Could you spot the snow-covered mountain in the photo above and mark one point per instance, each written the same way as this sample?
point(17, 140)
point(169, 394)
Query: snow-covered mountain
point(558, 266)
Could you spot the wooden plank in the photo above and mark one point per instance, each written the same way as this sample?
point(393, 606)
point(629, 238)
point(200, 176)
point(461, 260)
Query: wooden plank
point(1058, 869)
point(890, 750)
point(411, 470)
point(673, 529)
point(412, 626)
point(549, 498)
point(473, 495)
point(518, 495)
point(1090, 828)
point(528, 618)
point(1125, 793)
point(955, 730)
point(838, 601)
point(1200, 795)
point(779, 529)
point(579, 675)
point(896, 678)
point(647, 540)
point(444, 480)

● **What to produce**: What is needed is an exact copy of all the data above.

● **Task solution**:
Could you spot the snow-covered mountain in the photo above and mark one point per instance, each written the same way as this sample?
point(17, 140)
point(169, 394)
Query: snow-covered mountain
point(558, 266)
Could you spot the wooden plank in the photo above and mark one point per instance, each written the same way as this sample?
point(393, 606)
point(629, 238)
point(200, 176)
point(461, 260)
Query: wooden plank
point(1058, 869)
point(890, 750)
point(411, 470)
point(673, 529)
point(412, 626)
point(549, 498)
point(473, 495)
point(518, 495)
point(1090, 828)
point(528, 618)
point(1125, 793)
point(955, 730)
point(838, 601)
point(1200, 795)
point(779, 529)
point(579, 675)
point(896, 678)
point(647, 540)
point(444, 480)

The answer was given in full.